THE EXERCISE
Return the line containing "[locate] woman's dark hair (one dot each)" and all lines after it exactly; stop at the end of the material.

--

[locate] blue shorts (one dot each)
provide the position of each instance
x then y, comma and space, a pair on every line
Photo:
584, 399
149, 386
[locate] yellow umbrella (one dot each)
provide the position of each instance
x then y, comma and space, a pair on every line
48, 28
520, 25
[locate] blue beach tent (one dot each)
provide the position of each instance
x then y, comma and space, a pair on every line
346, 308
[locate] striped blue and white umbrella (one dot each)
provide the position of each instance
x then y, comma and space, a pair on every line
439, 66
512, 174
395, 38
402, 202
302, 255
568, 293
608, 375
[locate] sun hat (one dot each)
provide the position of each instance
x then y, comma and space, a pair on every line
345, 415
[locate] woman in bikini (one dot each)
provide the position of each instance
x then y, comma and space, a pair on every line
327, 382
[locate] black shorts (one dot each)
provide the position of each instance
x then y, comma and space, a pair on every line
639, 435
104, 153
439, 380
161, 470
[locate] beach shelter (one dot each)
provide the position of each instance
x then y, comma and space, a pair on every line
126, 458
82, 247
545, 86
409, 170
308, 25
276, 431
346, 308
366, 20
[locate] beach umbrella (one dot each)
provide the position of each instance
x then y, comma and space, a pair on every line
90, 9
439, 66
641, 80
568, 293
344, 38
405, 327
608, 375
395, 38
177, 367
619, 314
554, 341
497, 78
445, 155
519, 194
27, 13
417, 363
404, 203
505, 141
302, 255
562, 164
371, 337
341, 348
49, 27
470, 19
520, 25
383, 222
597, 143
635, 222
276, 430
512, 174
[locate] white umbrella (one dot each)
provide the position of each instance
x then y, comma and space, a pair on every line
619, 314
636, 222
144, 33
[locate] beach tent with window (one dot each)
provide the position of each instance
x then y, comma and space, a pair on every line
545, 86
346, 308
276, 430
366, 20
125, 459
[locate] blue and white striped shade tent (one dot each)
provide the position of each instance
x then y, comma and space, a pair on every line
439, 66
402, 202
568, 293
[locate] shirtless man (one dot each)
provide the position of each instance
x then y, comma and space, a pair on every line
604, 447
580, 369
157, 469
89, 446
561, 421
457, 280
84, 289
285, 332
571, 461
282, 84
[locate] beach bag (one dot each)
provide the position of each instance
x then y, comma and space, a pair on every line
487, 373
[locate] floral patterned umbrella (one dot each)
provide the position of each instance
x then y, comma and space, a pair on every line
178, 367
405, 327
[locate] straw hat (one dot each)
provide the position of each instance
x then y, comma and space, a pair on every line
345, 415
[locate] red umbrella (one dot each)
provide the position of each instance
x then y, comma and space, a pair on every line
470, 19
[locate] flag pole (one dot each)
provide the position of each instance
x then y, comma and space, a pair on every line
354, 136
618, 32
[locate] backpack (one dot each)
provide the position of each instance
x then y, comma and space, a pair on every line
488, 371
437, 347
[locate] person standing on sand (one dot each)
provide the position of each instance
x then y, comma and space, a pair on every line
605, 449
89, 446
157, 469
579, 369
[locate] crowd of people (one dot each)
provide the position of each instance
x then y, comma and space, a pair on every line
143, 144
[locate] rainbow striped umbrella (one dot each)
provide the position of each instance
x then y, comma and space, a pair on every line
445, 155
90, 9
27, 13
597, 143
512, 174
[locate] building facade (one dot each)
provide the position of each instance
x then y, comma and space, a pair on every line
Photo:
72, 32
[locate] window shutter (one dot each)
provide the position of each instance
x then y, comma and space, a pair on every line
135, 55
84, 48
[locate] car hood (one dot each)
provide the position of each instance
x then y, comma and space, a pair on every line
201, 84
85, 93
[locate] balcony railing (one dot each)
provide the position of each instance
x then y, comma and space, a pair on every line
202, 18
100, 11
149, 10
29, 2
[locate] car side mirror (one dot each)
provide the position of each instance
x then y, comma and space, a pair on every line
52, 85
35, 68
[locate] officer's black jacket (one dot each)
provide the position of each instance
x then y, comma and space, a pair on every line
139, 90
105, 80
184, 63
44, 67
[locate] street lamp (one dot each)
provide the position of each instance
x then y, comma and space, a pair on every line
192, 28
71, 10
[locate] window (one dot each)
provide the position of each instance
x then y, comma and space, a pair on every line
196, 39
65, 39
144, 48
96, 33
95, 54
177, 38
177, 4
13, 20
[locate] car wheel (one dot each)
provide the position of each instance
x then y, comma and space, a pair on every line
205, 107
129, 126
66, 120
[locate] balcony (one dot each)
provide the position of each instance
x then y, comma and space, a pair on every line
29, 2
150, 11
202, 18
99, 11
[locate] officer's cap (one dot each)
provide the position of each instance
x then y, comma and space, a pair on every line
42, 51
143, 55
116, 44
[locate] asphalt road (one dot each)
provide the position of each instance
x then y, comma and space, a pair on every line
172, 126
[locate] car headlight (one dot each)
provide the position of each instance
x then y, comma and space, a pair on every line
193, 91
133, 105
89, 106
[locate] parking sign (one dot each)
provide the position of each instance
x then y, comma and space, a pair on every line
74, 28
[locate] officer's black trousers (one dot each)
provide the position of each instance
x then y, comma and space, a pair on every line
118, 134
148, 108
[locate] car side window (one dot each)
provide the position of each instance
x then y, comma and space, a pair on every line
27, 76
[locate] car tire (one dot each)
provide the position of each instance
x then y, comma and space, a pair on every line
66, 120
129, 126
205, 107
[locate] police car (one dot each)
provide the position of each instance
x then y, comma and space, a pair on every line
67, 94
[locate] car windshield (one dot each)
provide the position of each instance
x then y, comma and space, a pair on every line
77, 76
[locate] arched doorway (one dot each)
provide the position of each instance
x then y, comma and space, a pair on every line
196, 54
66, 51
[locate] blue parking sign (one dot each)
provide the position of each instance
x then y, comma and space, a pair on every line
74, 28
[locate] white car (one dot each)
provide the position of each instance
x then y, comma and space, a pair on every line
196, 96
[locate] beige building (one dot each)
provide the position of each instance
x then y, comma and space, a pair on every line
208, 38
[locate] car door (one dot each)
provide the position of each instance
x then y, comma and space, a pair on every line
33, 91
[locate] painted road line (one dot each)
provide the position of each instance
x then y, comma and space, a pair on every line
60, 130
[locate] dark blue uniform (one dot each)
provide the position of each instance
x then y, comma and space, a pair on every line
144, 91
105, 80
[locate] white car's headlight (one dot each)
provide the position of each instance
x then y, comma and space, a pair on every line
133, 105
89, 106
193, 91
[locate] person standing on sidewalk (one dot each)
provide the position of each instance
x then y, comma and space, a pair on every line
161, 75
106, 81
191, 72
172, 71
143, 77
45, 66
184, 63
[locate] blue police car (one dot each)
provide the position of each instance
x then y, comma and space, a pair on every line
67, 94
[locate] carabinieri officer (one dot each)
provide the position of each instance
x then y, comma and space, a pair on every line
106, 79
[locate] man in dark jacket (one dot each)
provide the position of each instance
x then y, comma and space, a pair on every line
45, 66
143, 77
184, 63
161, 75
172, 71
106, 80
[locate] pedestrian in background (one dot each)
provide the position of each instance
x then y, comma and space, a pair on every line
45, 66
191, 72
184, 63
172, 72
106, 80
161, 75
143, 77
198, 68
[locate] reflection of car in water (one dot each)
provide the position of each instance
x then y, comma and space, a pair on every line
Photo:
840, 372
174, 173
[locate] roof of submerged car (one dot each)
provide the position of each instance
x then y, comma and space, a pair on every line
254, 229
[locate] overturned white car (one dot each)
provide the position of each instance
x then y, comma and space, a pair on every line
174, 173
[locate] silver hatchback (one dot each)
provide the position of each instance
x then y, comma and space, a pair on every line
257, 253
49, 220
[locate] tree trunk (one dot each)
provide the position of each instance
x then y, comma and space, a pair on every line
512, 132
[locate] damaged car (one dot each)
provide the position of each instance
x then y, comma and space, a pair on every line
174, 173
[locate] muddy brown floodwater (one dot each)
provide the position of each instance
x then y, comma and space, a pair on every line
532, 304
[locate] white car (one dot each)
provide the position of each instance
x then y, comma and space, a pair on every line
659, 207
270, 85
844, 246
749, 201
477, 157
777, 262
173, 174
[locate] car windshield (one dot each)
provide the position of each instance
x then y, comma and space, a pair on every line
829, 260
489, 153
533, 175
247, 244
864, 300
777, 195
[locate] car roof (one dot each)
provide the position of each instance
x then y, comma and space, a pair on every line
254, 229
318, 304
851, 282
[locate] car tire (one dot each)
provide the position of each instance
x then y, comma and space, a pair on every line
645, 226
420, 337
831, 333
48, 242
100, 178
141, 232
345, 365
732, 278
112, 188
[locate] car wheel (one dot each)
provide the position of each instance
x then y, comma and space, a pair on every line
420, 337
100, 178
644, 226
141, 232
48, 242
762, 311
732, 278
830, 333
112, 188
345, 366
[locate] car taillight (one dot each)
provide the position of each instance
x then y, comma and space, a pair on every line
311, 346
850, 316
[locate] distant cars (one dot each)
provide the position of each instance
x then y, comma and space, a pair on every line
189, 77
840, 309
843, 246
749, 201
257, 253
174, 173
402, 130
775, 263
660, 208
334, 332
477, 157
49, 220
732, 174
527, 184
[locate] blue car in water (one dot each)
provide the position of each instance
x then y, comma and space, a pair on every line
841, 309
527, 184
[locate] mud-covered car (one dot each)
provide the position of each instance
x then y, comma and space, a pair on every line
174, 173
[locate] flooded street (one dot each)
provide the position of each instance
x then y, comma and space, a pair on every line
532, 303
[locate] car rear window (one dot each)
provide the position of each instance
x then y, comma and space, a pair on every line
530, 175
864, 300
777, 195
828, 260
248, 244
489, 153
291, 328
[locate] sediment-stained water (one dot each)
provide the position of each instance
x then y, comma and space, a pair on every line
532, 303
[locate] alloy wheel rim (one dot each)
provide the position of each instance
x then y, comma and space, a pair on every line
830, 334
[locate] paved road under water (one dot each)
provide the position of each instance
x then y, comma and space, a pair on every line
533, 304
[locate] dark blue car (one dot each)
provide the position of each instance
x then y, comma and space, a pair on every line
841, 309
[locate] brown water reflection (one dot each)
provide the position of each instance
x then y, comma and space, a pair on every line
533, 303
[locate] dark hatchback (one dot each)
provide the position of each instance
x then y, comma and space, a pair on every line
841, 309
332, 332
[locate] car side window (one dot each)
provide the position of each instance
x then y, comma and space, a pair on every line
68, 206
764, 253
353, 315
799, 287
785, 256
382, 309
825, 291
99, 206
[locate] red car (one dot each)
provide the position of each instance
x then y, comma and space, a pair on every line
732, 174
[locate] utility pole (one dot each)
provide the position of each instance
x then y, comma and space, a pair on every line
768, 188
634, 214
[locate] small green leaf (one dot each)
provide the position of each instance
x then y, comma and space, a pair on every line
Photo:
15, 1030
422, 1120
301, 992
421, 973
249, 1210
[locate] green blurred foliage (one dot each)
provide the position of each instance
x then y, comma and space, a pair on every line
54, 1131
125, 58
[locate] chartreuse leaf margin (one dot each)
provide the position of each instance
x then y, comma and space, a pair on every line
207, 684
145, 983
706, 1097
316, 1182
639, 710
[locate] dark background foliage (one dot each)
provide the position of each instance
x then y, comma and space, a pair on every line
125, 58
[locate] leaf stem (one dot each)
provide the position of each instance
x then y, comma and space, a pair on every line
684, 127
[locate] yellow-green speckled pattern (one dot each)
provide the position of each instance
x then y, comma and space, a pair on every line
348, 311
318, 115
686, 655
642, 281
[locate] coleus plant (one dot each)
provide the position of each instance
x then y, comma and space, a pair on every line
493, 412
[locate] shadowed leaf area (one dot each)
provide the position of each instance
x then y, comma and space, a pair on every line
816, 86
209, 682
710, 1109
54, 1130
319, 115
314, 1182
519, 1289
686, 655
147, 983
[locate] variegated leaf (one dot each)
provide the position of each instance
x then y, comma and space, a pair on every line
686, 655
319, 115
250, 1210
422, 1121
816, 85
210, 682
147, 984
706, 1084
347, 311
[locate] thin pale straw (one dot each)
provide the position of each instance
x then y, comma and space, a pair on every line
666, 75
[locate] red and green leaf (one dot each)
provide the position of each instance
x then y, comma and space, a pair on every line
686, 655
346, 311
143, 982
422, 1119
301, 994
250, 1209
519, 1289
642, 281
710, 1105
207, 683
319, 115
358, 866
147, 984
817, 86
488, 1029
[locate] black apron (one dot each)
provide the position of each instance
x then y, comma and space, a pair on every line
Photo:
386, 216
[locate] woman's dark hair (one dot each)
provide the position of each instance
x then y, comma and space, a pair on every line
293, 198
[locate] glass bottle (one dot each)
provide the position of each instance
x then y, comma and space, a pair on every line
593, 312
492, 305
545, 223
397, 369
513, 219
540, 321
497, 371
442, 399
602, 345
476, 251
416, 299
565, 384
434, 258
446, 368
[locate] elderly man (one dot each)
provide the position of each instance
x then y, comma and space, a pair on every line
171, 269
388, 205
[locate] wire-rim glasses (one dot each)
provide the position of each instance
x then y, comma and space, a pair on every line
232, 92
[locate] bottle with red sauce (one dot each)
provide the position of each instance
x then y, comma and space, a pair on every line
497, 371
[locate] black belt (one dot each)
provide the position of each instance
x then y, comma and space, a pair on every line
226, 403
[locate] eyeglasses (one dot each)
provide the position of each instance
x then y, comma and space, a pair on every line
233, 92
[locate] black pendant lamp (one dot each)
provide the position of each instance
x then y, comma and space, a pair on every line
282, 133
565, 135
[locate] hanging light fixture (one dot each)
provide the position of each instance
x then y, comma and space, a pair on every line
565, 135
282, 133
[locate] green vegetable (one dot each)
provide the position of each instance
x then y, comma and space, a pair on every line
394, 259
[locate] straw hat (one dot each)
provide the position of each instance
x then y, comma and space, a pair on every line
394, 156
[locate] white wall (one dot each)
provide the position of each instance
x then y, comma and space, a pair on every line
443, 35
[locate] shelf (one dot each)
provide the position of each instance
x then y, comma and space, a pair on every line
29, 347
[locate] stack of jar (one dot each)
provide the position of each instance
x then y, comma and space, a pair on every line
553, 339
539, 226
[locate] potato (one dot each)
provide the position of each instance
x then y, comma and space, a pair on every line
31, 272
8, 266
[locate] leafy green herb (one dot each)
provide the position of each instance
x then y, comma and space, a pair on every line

--

SOLUTION TO THIS PROBLEM
[locate] woman's dark hair (one dot each)
provide the position of each instance
x then y, comma and space, a pair on every line
293, 198
[locate] glass bottle (one dot each)
provide the position of each instance
x then y, comma and space, a pair on every line
593, 312
492, 305
545, 223
397, 369
513, 219
540, 321
497, 371
442, 399
602, 345
476, 251
416, 299
565, 384
434, 258
446, 368
[locate] elderly man (one dot each)
provide the position of each instance
x then y, comma and space, a pair on every line
171, 269
388, 205
[locate] wire-rim glasses (one dot each)
provide the position of each instance
x then y, comma and space, a pair on every line
232, 92
[locate] bottle with red sauce (one dot each)
provide the position of each instance
x then y, comma and space, a pair on every line
497, 371
[locate] black belt (one dot each)
provide the position of each instance
x then y, comma and space, a pair on every line
226, 403
[locate] eyeglasses (one dot each)
provide the position of each instance
x then y, comma and space, a pair on every line
233, 92
[locate] black pendant lamp (one dot each)
provide the position of each instance
x then y, comma and space, a pair on every line
282, 133
565, 135
[locate] hanging light fixture (one dot each)
provide the position of each instance
x then y, comma and space, a pair on every line
565, 135
282, 133
[locate] green vegetable (one dot each)
provide the position of each instance
x then y, comma and space, a pair on every line
394, 259
[locate] straw hat (one dot each)
provide the position of each instance
x then y, comma and space, a pair on every line
394, 156
[locate] white wall (one dot each)
provide the position of each instance
x then y, comma and space, a pair on every line
443, 35
[locate] shelf (one dot each)
provide the position of each instance
x then y, comma and space, a pair on every line
29, 347
[locate] stack of jar (one dot each)
provide the position of each instance
x then y, comma and space, a pair on every line
553, 339
539, 226
[locate] potato (one dot each)
provide the position of each instance
x then y, comma and space, a pair on every line
31, 272
8, 266
[locate] leafy green herb (one dot each)
provide the position of each instance
x then y, comma and space, a pair on every line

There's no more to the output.